══ Document section ══

Home Publishers Techmeme Finds Algorithms Are Good For Content Aggregation, Not So Good For Ads

Techmeme Finds Algorithms Are Good For Content Aggregation, Not So Good For Ads

SHARE:

For the past seven years, Techmeme, the technology news aggregator, has relied heavily on algorithms to help it organize hundreds of breaking reports every day. While it has employed a growing team of editors to sift through and monitor the tweets, emails and other news items that come in from around the tech sector to complement its algorithms, Techmeme founder and editor Gabe Rivera says that no algos direct the company’s ad inventory.

“We don’t use any third party ad networks and we don’t use any ad targeting or tracking,” Rivera told AdExchanger during a Q&A portion of content marketing provider Outbrain‘s monthly Content Conversations Meetup. “All ads that appear on the site at a given time are seen by everyone at once.”

In his interview with Business Insider’s tech tools editor, Steve Kovach, Rivera also discussed the notion of whether content curation is a science or an art. In essence, it’s both. But on the issue of advertising, he’s squarely on the side of art.

═══

Things to do:
1 > In the Techmeme article, restate the passage starting at the words "In his interview" and ending after "side of art.", changing "tech tools editor" to "technology editor".
2 > Condense the paragraph of the Techmeme article that opens with "For the past seven years" into a short bulleted list that keeps its main facts.

══ Information supplied ══

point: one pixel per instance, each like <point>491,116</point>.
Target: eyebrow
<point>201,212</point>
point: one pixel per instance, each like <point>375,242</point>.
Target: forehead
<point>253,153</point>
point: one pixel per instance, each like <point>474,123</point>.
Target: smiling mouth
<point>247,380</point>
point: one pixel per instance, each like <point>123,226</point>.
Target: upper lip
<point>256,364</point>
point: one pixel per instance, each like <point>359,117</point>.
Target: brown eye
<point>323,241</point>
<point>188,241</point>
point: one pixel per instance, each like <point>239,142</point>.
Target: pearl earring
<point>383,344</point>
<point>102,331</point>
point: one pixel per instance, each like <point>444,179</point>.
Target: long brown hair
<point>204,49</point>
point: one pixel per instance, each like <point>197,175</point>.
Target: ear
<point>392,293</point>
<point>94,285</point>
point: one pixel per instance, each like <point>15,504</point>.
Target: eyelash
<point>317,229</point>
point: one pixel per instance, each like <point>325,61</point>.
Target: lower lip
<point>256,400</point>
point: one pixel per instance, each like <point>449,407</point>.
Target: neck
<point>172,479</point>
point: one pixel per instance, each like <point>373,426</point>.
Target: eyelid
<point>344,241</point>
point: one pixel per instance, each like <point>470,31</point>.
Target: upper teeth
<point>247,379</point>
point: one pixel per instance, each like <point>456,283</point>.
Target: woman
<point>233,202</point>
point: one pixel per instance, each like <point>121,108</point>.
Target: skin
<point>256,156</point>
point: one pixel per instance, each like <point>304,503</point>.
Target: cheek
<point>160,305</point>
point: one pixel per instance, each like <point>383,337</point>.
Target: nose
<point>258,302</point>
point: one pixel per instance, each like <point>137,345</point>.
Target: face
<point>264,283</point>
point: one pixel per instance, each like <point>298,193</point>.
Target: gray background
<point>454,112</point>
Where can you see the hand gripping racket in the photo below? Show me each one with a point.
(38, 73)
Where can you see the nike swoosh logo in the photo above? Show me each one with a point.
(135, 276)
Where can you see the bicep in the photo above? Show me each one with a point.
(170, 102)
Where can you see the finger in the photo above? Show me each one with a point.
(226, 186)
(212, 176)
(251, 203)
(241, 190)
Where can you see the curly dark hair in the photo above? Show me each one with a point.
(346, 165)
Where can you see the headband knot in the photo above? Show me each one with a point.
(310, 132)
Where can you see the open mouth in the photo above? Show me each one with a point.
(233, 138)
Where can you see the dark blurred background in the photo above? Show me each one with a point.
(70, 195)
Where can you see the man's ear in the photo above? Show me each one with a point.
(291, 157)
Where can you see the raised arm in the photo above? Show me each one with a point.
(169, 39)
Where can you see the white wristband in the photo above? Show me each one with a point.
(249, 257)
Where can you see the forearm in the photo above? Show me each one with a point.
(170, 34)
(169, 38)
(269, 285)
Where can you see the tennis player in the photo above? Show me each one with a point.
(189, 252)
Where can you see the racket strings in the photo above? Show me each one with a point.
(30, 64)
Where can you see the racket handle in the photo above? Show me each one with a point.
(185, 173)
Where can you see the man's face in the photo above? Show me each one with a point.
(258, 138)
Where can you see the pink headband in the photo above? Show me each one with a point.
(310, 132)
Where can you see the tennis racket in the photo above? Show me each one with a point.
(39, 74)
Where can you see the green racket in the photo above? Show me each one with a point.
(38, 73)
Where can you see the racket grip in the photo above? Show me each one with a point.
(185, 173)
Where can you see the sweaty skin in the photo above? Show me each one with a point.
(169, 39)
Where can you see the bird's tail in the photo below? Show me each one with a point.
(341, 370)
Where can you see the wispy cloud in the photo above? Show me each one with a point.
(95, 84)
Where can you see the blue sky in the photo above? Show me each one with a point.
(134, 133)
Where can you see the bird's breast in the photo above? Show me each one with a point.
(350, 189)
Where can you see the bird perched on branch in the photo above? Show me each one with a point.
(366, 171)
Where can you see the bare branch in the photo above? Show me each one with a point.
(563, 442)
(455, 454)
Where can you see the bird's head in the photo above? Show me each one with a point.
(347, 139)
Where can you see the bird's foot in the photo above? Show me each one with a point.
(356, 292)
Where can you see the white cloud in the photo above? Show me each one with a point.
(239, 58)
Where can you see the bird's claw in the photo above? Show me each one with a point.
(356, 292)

═══

Answers for the tasks:
1 >
In his interview with Business Insider’s technology editor, Steve Kovach, Rivera also discussed the notion of whether content curation is a science or an art. In essence, it’s both. But on the issue of advertising, he’s squarely on the side of art.

2 >
- For seven years, Techmeme, a technology news aggregator, has relied heavily on algorithms to organize hundreds of breaking reports each day.
- A growing team of editors sifts through and monitors tweets, emails and other news items from the tech sector to complement the algorithms.
- Founder and editor Gabe Rivera says no algorithms direct the company's ad inventory.